▸ Activity
Quote from the first line below through the line that contains "Target: black swimsuit", both included, and leave the pictures out.

(Collection entries)
Segment Open
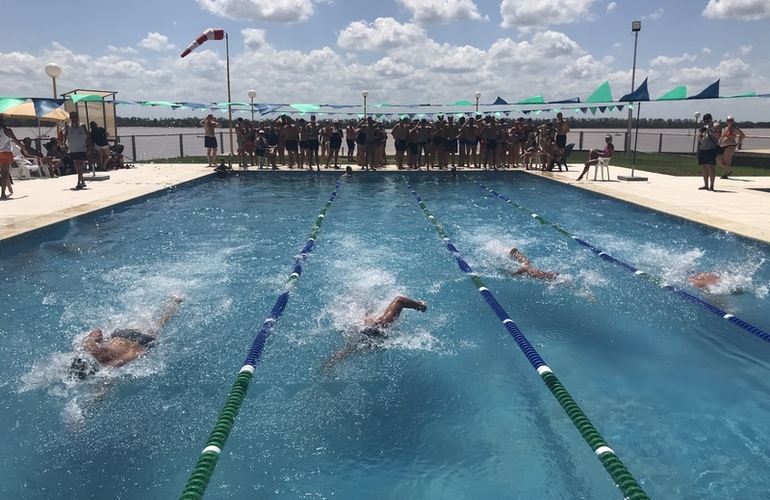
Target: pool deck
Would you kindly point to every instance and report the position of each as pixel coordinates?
(740, 205)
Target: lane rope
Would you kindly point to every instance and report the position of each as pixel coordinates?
(616, 469)
(207, 461)
(658, 281)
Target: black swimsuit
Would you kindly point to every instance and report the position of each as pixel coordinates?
(137, 336)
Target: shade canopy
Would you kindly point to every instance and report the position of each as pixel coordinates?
(27, 110)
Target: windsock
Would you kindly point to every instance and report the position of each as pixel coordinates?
(209, 34)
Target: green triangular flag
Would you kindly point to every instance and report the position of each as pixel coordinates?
(602, 94)
(676, 94)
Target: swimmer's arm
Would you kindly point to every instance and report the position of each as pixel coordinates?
(92, 344)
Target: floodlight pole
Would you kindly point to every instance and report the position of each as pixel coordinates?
(252, 95)
(695, 132)
(53, 70)
(229, 98)
(636, 26)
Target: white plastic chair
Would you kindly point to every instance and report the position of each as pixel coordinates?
(602, 165)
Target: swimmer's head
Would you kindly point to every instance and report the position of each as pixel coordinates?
(80, 369)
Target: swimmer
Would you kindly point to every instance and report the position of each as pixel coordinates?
(376, 329)
(704, 280)
(527, 268)
(121, 347)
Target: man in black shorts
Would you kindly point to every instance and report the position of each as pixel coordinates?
(375, 331)
(121, 347)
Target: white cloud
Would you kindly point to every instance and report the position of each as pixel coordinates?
(121, 50)
(655, 15)
(156, 41)
(734, 69)
(385, 33)
(671, 61)
(254, 39)
(529, 13)
(283, 11)
(441, 11)
(746, 10)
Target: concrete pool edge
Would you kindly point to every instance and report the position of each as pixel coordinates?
(740, 206)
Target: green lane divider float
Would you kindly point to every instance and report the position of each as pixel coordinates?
(617, 470)
(204, 468)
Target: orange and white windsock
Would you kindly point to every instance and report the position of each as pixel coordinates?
(209, 34)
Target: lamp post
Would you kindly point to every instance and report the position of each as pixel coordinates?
(53, 70)
(695, 133)
(252, 95)
(636, 27)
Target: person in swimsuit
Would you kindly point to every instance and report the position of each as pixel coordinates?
(595, 154)
(731, 139)
(121, 347)
(375, 330)
(526, 267)
(704, 281)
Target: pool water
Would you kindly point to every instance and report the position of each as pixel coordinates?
(448, 408)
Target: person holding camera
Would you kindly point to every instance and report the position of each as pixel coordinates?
(708, 150)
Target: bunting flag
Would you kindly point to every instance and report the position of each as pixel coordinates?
(602, 94)
(209, 34)
(710, 92)
(640, 94)
(676, 94)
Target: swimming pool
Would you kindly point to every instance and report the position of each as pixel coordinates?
(449, 409)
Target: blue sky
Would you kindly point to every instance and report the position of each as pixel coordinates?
(401, 51)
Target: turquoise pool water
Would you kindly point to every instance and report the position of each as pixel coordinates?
(450, 408)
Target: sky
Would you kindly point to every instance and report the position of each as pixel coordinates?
(400, 51)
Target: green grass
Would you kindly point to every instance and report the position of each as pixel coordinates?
(668, 164)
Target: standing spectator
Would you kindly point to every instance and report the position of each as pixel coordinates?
(102, 147)
(595, 154)
(451, 132)
(240, 139)
(562, 129)
(707, 152)
(78, 141)
(335, 143)
(273, 136)
(7, 139)
(290, 133)
(350, 139)
(400, 134)
(732, 137)
(261, 148)
(209, 125)
(313, 143)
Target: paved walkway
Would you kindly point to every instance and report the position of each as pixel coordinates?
(740, 205)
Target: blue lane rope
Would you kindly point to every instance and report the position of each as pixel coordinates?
(658, 281)
(207, 461)
(614, 466)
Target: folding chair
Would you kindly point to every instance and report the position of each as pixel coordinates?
(601, 165)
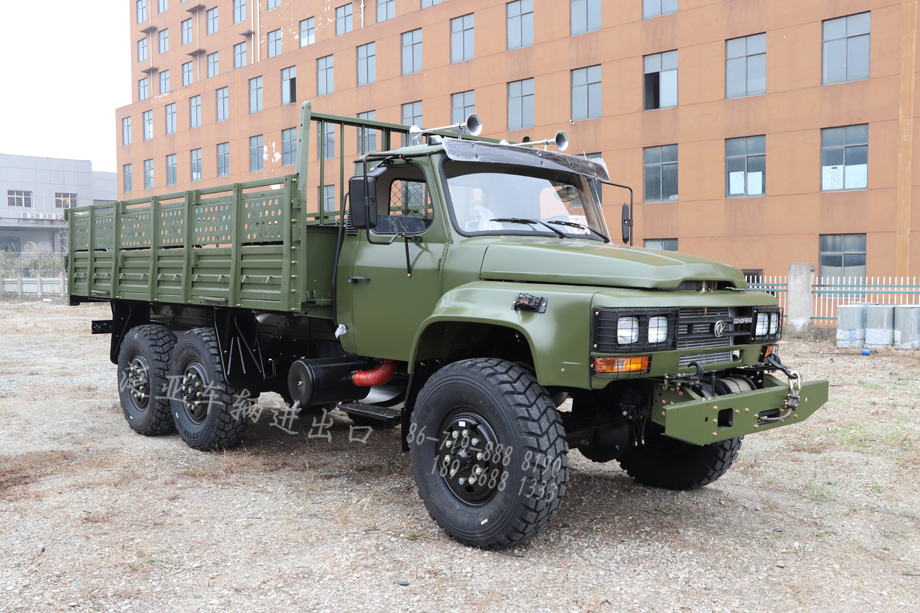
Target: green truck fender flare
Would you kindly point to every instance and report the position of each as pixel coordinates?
(558, 337)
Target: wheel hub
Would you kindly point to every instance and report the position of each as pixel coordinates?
(469, 458)
(193, 388)
(139, 382)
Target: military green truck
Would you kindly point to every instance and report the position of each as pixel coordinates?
(459, 286)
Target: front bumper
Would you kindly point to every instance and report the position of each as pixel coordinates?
(689, 418)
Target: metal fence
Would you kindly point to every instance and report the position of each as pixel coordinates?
(831, 292)
(774, 285)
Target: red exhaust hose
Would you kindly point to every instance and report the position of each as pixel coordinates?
(377, 376)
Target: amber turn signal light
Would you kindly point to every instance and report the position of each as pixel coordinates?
(637, 363)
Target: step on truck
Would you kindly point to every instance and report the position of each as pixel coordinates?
(460, 286)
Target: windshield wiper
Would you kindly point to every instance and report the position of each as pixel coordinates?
(529, 222)
(572, 224)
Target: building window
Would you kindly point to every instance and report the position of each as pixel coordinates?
(274, 43)
(171, 169)
(16, 197)
(213, 69)
(520, 104)
(171, 118)
(289, 85)
(586, 16)
(148, 174)
(520, 24)
(845, 158)
(255, 153)
(65, 200)
(187, 31)
(461, 105)
(223, 104)
(327, 145)
(325, 76)
(661, 244)
(194, 112)
(288, 146)
(255, 95)
(846, 49)
(343, 19)
(412, 116)
(746, 66)
(660, 80)
(327, 197)
(462, 46)
(586, 93)
(195, 159)
(212, 20)
(148, 125)
(367, 64)
(386, 9)
(745, 166)
(842, 255)
(660, 173)
(307, 32)
(239, 55)
(654, 8)
(412, 51)
(223, 160)
(367, 137)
Segment Closed
▸ Solution for this exercise
Target: pool deck
Would you kindly point to every instance and report the position of each as pixel coordinates?
(740, 205)
Target: lane rope
Would you kindly point to every instance and report the position of each as pixel coordinates?
(616, 469)
(207, 461)
(658, 281)
Target: black swimsuit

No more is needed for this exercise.